• **ACTION ITEM**: How many lines of the material below contain the string "positive"? Reply with the number alone.

• **DATA EXTRACT**:

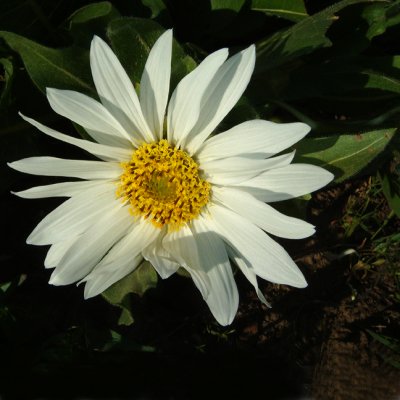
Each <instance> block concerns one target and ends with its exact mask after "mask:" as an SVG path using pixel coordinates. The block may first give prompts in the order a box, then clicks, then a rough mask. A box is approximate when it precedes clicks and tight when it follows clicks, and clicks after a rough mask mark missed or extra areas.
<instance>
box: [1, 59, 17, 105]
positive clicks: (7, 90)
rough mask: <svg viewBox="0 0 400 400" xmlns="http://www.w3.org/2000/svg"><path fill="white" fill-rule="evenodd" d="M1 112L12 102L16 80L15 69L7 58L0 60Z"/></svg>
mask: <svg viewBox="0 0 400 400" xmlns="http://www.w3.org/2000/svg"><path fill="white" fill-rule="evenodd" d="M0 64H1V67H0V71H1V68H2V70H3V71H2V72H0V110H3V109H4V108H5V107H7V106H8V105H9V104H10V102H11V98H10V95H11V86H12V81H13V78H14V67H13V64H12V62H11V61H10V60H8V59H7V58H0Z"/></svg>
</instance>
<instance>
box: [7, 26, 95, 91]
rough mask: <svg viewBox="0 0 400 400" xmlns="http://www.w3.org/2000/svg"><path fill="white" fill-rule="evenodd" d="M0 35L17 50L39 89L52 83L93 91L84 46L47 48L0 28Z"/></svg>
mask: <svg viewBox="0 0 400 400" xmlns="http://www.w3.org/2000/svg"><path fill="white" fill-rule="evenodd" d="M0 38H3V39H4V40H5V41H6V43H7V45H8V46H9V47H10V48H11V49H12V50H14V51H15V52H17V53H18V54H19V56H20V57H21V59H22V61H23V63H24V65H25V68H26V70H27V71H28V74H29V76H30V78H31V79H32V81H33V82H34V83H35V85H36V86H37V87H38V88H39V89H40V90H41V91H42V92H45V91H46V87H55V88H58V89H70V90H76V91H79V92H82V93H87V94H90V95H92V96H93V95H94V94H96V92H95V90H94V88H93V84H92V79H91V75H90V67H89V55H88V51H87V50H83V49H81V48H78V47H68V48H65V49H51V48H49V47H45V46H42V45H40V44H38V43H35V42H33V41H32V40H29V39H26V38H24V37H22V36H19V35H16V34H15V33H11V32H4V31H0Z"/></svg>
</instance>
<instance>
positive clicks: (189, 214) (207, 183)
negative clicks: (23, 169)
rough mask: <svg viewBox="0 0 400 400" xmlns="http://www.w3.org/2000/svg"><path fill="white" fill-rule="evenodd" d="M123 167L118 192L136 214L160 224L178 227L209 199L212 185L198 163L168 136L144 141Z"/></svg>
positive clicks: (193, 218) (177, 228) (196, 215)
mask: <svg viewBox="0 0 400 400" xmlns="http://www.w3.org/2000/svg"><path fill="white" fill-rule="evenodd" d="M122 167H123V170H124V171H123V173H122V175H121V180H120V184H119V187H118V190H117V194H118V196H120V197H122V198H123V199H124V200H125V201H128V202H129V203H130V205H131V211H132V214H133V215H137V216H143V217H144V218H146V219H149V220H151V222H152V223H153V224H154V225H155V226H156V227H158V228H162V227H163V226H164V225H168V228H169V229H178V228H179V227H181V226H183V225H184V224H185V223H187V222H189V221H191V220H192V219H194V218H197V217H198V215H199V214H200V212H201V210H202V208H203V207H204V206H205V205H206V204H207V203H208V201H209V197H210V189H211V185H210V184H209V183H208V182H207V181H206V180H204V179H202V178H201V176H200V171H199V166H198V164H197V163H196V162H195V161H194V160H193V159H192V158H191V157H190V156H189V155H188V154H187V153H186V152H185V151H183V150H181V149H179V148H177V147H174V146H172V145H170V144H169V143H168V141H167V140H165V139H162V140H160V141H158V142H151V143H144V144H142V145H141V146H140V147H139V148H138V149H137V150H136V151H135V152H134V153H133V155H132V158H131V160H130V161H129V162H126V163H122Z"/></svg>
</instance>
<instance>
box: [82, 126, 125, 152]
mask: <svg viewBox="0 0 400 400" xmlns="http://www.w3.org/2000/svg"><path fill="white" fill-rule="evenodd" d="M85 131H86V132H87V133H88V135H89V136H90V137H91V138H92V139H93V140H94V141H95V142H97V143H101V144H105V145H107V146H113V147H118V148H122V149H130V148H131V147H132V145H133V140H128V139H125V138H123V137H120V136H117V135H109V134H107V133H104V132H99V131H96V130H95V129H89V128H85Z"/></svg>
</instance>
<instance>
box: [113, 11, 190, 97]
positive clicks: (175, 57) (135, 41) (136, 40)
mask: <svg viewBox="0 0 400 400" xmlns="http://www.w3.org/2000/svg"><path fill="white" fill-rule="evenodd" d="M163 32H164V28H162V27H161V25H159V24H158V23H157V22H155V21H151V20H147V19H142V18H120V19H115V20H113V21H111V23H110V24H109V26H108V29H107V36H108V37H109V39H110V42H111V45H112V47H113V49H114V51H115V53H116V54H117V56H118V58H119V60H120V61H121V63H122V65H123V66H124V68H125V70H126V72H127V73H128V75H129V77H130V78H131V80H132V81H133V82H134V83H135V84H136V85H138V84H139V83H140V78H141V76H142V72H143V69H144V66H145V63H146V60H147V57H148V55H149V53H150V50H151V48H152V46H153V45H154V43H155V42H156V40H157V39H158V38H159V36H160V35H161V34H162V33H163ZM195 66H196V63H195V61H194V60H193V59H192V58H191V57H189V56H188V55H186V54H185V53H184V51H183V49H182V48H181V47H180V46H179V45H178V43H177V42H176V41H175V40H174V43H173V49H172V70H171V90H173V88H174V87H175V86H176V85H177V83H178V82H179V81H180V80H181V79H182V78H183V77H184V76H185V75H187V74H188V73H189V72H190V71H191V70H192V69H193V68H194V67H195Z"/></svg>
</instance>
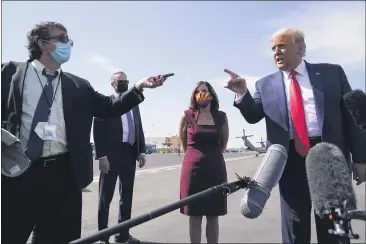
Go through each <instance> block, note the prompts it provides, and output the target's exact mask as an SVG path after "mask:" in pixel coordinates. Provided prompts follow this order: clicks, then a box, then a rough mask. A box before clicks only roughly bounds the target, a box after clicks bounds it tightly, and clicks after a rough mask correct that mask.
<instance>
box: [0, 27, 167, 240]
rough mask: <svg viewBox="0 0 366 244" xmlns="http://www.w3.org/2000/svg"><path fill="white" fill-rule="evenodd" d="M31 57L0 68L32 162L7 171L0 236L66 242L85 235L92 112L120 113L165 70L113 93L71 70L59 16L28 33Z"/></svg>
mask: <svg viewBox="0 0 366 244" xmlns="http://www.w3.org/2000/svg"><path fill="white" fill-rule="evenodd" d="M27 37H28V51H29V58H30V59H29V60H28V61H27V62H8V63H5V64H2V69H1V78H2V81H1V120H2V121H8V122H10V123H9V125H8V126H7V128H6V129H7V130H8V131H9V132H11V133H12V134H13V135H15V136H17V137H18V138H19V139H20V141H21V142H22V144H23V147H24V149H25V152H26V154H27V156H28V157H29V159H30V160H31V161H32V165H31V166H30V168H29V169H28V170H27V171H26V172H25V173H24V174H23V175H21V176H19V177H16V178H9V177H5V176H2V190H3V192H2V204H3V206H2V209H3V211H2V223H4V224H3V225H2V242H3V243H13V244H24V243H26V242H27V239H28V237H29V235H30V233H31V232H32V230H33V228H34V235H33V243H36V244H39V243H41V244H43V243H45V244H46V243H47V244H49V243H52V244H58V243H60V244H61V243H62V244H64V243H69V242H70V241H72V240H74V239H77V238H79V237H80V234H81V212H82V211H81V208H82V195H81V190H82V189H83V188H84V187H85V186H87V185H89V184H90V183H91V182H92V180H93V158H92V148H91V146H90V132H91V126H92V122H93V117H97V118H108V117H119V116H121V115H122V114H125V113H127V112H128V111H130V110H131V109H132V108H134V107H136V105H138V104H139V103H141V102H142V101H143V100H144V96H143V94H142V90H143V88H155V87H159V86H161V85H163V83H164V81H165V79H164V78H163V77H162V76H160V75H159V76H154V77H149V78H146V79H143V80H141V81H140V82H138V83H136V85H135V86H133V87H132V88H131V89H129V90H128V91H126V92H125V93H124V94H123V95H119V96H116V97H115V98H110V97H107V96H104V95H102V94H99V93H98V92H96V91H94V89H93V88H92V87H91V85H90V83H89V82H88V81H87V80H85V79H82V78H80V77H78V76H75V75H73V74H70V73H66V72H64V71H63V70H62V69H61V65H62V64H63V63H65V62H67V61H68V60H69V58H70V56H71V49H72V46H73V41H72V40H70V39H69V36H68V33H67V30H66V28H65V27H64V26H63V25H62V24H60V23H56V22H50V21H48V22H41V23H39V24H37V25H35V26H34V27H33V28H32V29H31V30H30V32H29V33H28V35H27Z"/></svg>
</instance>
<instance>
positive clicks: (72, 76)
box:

---

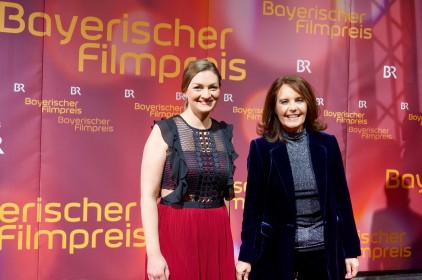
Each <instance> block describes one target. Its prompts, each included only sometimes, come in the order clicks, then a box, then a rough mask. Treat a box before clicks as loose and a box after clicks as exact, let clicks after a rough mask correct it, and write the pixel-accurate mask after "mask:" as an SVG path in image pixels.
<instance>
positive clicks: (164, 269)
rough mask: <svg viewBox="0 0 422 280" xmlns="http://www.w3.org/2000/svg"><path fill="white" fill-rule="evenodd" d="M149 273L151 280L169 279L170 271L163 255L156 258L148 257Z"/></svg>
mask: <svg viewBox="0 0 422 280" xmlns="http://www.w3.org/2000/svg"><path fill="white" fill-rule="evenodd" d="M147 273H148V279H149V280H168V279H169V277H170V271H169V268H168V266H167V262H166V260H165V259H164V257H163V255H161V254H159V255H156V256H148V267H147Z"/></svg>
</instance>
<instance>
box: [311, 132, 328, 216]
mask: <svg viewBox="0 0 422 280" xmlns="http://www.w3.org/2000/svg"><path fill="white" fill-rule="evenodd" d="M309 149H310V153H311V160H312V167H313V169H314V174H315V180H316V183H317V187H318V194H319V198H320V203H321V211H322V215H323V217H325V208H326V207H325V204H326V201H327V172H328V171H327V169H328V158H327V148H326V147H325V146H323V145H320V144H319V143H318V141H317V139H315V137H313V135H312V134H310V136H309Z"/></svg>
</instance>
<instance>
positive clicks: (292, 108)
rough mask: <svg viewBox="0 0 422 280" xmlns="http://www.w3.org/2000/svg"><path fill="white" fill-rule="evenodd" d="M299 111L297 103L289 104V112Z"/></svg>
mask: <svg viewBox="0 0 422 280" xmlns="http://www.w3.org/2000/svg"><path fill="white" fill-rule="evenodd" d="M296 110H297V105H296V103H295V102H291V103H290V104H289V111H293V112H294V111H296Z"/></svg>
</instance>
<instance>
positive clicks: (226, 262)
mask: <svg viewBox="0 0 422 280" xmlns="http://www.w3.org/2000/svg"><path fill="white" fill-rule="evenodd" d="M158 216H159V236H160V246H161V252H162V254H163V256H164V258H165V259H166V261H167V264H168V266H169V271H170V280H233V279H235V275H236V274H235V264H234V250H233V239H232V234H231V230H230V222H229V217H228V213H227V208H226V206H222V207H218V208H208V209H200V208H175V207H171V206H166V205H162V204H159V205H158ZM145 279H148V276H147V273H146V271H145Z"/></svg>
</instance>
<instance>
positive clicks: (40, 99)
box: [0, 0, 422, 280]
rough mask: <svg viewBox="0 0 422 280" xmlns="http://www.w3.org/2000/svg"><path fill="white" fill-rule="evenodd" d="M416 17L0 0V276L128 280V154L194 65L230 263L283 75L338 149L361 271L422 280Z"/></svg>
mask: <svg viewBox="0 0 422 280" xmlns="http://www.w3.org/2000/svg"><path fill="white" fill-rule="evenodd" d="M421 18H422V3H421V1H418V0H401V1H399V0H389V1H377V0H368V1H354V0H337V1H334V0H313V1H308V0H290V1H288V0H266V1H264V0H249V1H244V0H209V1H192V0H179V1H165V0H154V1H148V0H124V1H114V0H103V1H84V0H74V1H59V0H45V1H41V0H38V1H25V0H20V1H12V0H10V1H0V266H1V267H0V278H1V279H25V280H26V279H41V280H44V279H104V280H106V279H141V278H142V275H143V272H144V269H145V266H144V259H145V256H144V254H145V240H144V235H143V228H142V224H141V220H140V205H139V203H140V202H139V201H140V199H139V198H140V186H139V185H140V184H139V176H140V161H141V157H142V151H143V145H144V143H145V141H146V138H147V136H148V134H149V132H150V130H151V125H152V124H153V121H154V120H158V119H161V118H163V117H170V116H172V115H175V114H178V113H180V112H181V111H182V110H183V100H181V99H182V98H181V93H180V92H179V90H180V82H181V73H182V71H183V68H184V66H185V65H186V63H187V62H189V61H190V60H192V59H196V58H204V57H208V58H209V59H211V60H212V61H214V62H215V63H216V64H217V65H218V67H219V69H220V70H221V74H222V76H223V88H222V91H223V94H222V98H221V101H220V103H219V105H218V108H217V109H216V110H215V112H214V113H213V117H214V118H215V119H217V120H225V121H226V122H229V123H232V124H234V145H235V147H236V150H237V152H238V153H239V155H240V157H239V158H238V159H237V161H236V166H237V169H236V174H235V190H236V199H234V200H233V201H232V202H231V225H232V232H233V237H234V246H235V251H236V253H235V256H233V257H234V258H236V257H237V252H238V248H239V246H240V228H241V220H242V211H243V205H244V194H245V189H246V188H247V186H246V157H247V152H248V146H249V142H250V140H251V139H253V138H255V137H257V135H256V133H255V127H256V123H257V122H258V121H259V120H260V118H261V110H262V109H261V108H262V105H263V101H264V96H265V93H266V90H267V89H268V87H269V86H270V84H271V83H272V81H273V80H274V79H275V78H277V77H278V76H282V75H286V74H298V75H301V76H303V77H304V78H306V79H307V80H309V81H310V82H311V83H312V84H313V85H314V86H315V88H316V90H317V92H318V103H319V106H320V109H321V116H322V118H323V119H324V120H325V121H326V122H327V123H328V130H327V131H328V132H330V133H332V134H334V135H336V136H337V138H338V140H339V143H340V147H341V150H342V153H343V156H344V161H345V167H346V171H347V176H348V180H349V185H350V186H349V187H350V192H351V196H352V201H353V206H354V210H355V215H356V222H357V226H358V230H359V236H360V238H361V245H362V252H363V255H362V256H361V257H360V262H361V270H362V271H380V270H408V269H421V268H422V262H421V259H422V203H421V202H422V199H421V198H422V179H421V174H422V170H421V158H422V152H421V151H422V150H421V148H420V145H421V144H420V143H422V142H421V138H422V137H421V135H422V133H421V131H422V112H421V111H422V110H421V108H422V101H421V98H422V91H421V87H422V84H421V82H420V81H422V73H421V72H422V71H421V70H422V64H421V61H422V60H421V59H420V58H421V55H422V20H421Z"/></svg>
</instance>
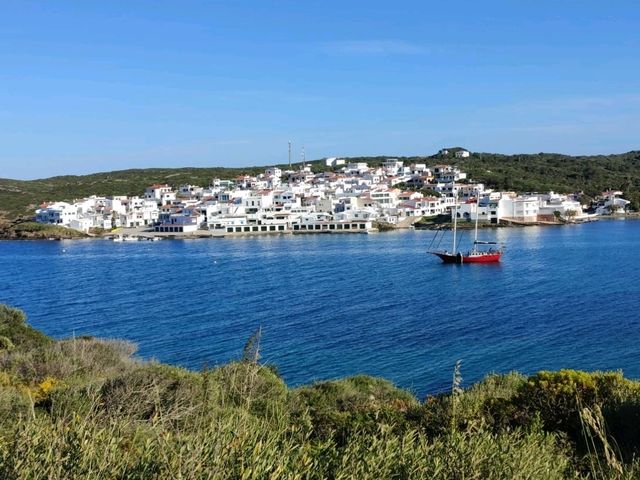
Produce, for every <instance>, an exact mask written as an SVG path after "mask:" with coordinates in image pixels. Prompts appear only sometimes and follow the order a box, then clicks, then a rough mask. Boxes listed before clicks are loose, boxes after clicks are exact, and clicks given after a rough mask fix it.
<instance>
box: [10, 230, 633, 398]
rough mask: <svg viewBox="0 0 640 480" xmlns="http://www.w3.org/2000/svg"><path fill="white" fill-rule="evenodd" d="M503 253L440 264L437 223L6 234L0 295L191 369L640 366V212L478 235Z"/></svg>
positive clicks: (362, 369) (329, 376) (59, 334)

• **COMPLETED TASK**: 10